- Selected passage:
════════════════
Dr. Young Wan Ham, Department of Chemistry and Biochemistry
Evaluation of how well the academic objectives of the proposal were met
In our 2009 MEG application, we have proposed structure-based rational design of metabolite mimics based on S-adenosylmethionine (SAM) as novel antibiotics targeting SAM-I/II riboswitches and subsequent development of fluorescence assay to evaluate binding of the designed mimics to SAM-I/II riboswitches.
First, We have successfully prepared libraries of SAM mimics by attaching (1) nucleotide-intercalating agents of various binding strengths and (2) extra aminoalkyl groups on the N-terminus of SAM.
Second, a fluorescence-labeled SAM-II riboswitch was successfully prepared by replacing A9 by 2-AP, a fluorescent analogue of adenine. It was then titrated with SAM and SAH and confirmed that the fluorescence-modified SAM-II can be used for high- throughput screening (HTS) of metabolite mimics (Figure 1).
Third, the SAM mimics prepared by the structure-based rational design were screened for binding to SAM-II by fluorescence binding assay. This experiment demonstrated that interaction between SAM-riboswitches and its metabolite SAM is so delicate which is overwhelmed by intercalating-based modification leading to nonspecific binding interaction evidenced by an unexpected fluorescence increase. However, when electrostatic interaction-based mimics have shown the desired decrease in fluorescence.
Evaluation of the mentoring environment
First, the participating students, both graduates and undergraduates, involved in organic synthesis, molecular modeling, and biophysical assays. Therefore, they had ample opportunities to utilize the knowledge they had obtained in broad areas of chemistry: general, organic and analytical chemistries, and biochemistry.
════════════════
[Dataset records]

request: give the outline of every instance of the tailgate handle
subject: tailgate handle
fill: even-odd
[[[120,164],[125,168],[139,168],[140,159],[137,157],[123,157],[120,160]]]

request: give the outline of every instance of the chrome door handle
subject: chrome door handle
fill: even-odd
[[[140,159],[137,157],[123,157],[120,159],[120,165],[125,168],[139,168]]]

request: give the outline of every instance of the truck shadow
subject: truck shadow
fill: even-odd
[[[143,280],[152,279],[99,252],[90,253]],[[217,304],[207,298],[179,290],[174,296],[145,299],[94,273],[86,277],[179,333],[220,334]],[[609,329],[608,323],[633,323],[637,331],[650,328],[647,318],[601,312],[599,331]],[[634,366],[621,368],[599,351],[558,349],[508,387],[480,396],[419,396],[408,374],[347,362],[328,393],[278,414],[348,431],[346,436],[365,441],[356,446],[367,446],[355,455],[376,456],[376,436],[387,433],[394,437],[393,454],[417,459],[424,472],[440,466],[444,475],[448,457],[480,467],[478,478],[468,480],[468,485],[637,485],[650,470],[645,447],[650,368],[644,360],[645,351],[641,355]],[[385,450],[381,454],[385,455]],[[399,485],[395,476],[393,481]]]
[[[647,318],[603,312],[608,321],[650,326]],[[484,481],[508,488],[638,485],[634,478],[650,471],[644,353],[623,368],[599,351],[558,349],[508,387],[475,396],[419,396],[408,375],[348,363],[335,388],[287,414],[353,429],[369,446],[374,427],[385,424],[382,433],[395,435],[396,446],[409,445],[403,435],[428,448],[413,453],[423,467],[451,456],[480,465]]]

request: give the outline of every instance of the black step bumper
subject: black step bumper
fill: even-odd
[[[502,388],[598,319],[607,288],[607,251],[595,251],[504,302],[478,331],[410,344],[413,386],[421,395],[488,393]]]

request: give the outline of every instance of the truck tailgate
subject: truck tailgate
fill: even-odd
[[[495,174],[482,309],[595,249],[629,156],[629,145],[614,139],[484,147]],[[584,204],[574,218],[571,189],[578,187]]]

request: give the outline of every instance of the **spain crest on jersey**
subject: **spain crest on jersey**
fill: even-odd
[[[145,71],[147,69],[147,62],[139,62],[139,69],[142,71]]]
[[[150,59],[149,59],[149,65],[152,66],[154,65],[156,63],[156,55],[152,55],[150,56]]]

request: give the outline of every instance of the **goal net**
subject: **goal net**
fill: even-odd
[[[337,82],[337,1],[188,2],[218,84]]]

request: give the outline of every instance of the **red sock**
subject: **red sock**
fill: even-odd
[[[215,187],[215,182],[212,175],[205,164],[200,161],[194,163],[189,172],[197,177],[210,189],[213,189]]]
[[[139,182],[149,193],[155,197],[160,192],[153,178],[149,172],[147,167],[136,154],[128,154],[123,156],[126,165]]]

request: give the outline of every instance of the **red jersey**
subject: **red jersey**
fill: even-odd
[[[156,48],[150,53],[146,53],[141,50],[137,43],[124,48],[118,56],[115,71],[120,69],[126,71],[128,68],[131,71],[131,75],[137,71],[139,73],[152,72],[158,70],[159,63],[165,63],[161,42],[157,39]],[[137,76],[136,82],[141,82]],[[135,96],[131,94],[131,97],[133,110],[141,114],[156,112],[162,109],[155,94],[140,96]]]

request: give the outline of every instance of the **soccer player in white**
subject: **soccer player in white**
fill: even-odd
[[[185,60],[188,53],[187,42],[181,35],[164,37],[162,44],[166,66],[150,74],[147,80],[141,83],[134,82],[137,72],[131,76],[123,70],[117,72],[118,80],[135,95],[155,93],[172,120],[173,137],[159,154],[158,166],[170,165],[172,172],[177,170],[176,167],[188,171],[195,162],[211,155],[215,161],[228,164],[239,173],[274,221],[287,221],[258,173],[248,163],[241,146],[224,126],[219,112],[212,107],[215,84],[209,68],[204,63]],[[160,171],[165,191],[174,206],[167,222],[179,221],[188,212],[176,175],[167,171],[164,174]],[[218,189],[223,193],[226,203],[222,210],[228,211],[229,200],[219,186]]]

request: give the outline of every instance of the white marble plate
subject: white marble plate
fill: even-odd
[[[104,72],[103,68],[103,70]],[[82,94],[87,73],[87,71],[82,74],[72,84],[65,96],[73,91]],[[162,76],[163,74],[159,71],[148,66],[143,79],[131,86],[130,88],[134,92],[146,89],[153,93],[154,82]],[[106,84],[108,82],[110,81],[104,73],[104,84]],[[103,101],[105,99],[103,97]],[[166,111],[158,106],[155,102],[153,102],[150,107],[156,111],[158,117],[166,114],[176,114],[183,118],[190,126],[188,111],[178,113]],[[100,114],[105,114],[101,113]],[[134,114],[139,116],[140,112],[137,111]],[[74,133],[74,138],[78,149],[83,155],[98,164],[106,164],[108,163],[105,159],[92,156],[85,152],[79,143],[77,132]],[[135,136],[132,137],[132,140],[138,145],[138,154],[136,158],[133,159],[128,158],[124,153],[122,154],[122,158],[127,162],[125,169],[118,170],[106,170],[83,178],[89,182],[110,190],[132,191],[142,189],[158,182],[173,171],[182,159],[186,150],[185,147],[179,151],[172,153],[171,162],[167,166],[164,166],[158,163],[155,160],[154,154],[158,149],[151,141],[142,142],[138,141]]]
════════════════
- What you have to do: Quote the MEG project evaluation above in full, word for word.

- Solution to the problem:
Dr. Young Wan Ham, Department of Chemistry and Biochemistry
Evaluation of how well the academic objectives of the proposal were met
In our 2009 MEG application, we have proposed structure-based rational design of metabolite mimics based on S-adenosylmethionine (SAM) as novel antibiotics targeting SAM-I/II riboswitches and subsequent development of fluorescence assay to evaluate binding of the designed mimics to SAM-I/II riboswitches.
First, We have successfully prepared libraries of SAM mimics by attaching (1) nucleotide-intercalating agents of various binding strengths and (2) extra aminoalkyl groups on the N-terminus of SAM.
Second, a fluorescence-labeled SAM-II riboswitch was successfully prepared by replacing A9 by 2-AP, a fluorescent analogue of adenine. It was then titrated with SAM and SAH and confirmed that the fluorescence-modified SAM-II can be used for high- throughput screening (HTS) of metabolite mimics (Figure 1).
Third, the SAM mimics prepared by the structure-based rational design were screened for binding to SAM-II by fluorescence binding assay. This experiment demonstrated that interaction between SAM-riboswitches and its metabolite SAM is so delicate which is overwhelmed by intercalating-based modification leading to nonspecific binding interaction evidenced by an unexpected fluorescence increase. However, when electrostatic interaction-based mimics have shown the desired decrease in fluorescence.
Evaluation of the mentoring environment
First, the participating students, both graduates and undergraduates, involved in organic synthesis, molecular modeling, and biophysical assays. Therefore, they had ample opportunities to utilize the knowledge they had obtained in broad areas of chemistry: general, organic and analytical chemistries, and biochemistry.